*PROBLEM 1*:
In the forum thread below, rewrite the paragraph that begins "Once you know the height of the equilateral" as a short bulleted list that keeps its main facts.

========================================

Points and Height- From MGMT question banks

[javaido]

Hi,

Need help with the following problems from the Geometry question bank.

The (x, y) coordinates of points P and Q are (-2, 9) and (-7, -3), respectively. The height of equilateral triangle XYZ is the same as the length of line segment PQ. What is the area of triangle XYZ?

A. 169/ Sqrt. 3
B. 84.5
C. 75 sqrt. 3
D. 169 sqrt 3 /4
E. 225 sqrt 3/ 4

Thanks!

[ryan.m.doyle]

Hi,

Need help with the following problems from the Geometry question bank.

The (x, y) coordinates of points P and Q are (-2, 9) and (-7, -3), respectively. The height of equilateral triangle XYZ is the same as the length of line segment PQ. What is the area of triangle XYZ?

A. 169/ Sqrt. 3
B. 84.5
C. 75 sqrt. 3
D. 169 sqrt 3 /4
E. 225 sqrt 3/ 4

Thanks!

Distance for a line = sqrt((x1-x2)^2 + (y1 - y2)^2) - if you have trouble with this formula, draw it out and think p theorem a^2 + b^2 = c^2
sqrt ((-2--7)^2 + (9--3)^2)
sqrt(5^2 + 12^2)
sqrt(25+144)
sqrt(169)
=13

Once you know the height of the equilateral, it helps to know the shortcut that the height of an equilateral = (x*sqrt(3)/2) where x is a side - this is easy to remember if you draw a line down the middle of an equilateral. It forms and 30, 60, 90 triangle with sides, 1:sqrt(3):2

So you know 13 = (x*sqrt(3)/2)
solve for x = (26*sqrt(3)/3)

So area of a triangle is 1/2BH, where height is 13 and base is x or (26*sqrt(3)/3)
1/2*13 *26 *sqrt(3) / 3
13 * 13 *sqrt(3) / 3
169 * sqrt (3) / 3
So a?

Is that the OA?

[akhp77]

Height of triangle = h = PQ = 13 as already calculated above

Base of the triangle = 2x

tan60 = h/x

x = 13/sqrt(3)

Area = xh = 13*13 / sqrt(3)

Ans: A

[brian_crusader]

Hi,
PQ = 13 as mentioned.

For any equilateral triangle,
Area = (height)^2 / sqrt(3) OR sqrt(3)*(side)^2 / 4

This is derived from area = (0.5) * base * height.

And for any euilateral triangle
height = ( sqrt(3) / 2 ) * (side)

Property of 30-60-90 triangles, side opposite 60 = ( sqrt(3) / 2 ) * hypotenuse.

Hope it helps..

Cheers,
Brian.

[StaceyKoprince]

Please be sure to read (and follow!) the forum guidelines when posting. This is the GMATPrep folder. Questions from the MGMAT Question Banks belong in the MGMAT Strategy Guide folder.

It looks like your fellow students have possibly already answered your question; if not, and if you'd like an expert to respond, please post your question in the appropriate folder. Thanks!

========================================

*PROBLEM 2*:
Give everything in the records from the line that contains "# Mark every dark horse with a bounding box" down to the line that contains "[265,62,272,85]", both included, as a Markdown table with the columns n and Line, numbering each row and omitting blank lines.

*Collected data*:
========================================

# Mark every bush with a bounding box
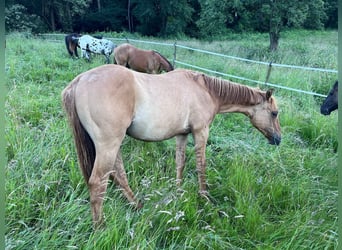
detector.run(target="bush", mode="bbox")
[5,4,47,33]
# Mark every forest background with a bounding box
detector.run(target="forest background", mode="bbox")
[5,0,338,50]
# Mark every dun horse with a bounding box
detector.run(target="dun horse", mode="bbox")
[62,64,281,226]
[321,81,338,115]
[114,43,173,74]
[64,33,81,58]
[74,35,115,63]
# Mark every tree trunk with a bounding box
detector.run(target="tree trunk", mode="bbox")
[50,6,56,31]
[127,0,133,33]
[270,31,280,51]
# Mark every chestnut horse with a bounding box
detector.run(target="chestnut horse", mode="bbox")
[114,43,173,74]
[64,33,81,58]
[62,64,281,227]
[321,81,338,115]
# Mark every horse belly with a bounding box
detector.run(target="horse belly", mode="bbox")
[127,104,190,141]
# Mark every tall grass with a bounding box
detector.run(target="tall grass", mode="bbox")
[5,31,338,249]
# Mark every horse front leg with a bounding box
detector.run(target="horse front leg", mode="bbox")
[193,127,209,199]
[176,135,188,186]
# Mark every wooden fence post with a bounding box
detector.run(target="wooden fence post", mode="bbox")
[172,41,177,68]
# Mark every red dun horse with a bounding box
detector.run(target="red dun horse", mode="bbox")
[114,43,173,74]
[62,64,281,226]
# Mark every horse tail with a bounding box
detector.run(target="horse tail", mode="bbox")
[154,50,174,71]
[65,35,73,56]
[62,78,96,183]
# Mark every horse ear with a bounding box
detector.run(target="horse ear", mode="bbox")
[266,89,274,101]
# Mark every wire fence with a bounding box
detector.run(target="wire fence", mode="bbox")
[39,34,338,97]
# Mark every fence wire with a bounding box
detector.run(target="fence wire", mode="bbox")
[40,34,338,97]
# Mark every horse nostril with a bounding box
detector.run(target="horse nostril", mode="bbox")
[269,135,281,146]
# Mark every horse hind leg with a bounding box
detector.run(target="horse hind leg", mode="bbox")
[88,144,120,228]
[111,150,142,209]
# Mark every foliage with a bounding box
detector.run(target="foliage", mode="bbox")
[6,0,337,36]
[132,0,193,36]
[5,30,338,250]
[5,4,47,33]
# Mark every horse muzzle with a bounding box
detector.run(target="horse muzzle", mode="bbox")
[321,108,331,115]
[268,133,281,146]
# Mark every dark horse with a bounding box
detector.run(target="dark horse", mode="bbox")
[65,33,82,58]
[321,81,338,115]
[62,64,281,225]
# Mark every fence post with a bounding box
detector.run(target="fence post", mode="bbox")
[173,40,177,68]
[265,62,272,85]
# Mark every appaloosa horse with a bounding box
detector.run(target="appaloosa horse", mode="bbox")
[62,64,281,226]
[64,33,82,58]
[74,35,115,63]
[114,43,173,74]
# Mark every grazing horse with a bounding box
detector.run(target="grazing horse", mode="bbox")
[62,64,281,227]
[64,33,81,58]
[74,35,115,63]
[114,43,173,74]
[321,81,338,115]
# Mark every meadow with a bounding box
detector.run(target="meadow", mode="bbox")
[5,30,338,250]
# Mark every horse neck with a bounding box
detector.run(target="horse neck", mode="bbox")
[205,76,266,115]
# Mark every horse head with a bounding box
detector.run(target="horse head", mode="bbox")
[248,90,281,145]
[321,81,338,115]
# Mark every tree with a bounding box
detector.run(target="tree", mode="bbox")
[131,0,193,36]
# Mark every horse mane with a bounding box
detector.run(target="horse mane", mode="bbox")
[153,50,173,70]
[203,74,266,105]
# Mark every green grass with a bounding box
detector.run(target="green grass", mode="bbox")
[5,31,338,250]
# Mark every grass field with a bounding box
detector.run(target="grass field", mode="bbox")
[5,31,338,250]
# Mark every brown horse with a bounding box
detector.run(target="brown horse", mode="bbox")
[321,81,338,115]
[62,64,281,226]
[114,43,173,74]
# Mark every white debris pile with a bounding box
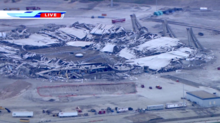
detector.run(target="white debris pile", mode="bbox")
[135,37,183,55]
[0,45,19,54]
[118,48,136,59]
[66,41,93,47]
[59,27,87,39]
[0,32,6,39]
[129,47,195,71]
[6,34,59,46]
[0,22,213,79]
[90,24,125,35]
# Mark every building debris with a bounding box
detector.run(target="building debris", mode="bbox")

========================================

*WRITTEN REPLY 1*:
- The height of an equilateral triangle equals x*sqrt(3)/2, where x is a side.
- The shortcut is easy to remember by drawing a line down the middle of the triangle.
- That line forms a 30, 60, 90 triangle with sides in the ratio 1:sqrt(3):2.

*WRITTEN REPLY 2*:
| n | Line |
|---|---|
| 1 | # Mark every dark horse with a bounding box |
| 2 | detector.run(target="dark horse", mode="bbox") |
| 3 | [65,33,82,58] |
| 4 | [321,81,338,115] |
| 5 | [62,64,281,225] |
| 6 | # Mark every fence post with a bounding box |
| 7 | detector.run(target="fence post", mode="bbox") |
| 8 | [173,40,177,68] |
| 9 | [265,62,272,85] |